*SHORT EXERCISE*:
State how many lines in the entries below contain the word "wooden". Give only the number.
------ RECORDS PROVIDED
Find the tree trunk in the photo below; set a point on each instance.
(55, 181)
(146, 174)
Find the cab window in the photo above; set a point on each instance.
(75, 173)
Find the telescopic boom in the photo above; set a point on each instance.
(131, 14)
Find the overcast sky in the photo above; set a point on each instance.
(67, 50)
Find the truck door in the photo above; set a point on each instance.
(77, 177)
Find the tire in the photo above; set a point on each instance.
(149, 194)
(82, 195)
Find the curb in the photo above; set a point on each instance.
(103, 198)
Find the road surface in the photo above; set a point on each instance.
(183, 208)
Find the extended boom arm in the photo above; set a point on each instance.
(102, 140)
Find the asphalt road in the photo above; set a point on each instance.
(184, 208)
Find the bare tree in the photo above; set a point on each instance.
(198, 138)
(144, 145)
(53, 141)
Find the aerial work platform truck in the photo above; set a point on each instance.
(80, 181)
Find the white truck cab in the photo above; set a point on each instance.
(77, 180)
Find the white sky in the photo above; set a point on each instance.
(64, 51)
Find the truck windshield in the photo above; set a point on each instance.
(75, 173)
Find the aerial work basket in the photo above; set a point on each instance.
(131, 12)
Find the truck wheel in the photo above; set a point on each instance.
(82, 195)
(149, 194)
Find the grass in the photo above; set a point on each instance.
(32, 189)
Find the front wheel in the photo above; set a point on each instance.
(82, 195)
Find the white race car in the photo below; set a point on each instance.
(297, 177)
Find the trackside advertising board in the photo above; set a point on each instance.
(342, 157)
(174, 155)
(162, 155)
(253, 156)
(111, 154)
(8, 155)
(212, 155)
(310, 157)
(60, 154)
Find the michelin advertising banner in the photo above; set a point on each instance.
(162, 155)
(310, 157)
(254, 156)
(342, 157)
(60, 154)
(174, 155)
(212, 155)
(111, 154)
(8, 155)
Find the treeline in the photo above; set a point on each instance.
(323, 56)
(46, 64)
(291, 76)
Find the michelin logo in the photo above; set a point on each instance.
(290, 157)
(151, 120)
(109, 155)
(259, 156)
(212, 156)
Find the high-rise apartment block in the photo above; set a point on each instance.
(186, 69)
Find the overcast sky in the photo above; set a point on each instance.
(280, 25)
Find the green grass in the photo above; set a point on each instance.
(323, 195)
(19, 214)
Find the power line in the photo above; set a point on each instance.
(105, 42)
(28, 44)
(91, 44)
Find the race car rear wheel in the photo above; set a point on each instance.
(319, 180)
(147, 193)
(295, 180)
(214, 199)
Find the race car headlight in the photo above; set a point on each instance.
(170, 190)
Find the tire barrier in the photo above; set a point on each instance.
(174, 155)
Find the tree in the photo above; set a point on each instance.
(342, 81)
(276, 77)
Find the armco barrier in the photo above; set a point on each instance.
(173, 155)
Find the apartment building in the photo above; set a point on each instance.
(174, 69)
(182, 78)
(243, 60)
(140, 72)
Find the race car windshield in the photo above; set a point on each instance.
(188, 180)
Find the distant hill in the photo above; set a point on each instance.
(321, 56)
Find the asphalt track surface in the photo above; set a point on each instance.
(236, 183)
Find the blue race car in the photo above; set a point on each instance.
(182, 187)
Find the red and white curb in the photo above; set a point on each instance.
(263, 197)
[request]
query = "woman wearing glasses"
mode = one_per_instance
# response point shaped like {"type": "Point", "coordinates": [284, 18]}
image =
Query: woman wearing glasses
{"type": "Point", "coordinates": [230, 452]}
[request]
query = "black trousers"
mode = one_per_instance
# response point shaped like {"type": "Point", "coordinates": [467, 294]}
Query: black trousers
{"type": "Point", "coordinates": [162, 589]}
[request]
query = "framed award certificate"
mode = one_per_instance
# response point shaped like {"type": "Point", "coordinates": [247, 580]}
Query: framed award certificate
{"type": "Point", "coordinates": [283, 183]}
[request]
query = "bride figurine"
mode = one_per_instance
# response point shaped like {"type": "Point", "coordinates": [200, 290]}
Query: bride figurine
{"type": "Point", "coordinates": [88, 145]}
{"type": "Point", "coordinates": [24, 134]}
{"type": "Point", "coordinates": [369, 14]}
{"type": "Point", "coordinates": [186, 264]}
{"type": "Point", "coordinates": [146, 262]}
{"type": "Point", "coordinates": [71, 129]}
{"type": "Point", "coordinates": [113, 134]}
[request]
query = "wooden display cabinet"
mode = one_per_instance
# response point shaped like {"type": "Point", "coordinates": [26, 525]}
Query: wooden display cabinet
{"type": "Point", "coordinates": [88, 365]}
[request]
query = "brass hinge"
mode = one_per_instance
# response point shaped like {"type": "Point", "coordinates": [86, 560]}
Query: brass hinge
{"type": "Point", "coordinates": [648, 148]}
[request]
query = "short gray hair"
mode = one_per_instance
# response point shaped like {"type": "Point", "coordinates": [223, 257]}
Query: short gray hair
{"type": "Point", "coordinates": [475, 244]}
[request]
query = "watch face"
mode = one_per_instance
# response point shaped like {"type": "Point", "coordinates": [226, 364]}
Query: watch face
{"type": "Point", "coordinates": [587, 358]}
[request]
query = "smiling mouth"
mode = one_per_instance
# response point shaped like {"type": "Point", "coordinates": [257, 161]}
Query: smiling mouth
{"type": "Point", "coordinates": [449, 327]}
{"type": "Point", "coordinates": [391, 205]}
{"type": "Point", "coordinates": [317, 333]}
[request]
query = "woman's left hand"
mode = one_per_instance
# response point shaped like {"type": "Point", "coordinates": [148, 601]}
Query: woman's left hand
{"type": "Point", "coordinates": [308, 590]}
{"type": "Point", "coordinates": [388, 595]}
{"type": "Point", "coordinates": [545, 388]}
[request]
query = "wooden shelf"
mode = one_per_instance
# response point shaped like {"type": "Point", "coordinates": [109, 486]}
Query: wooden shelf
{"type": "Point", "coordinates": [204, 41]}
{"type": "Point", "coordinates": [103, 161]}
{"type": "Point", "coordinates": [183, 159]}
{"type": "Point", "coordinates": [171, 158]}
------------
*WORKED SOLUTION*:
4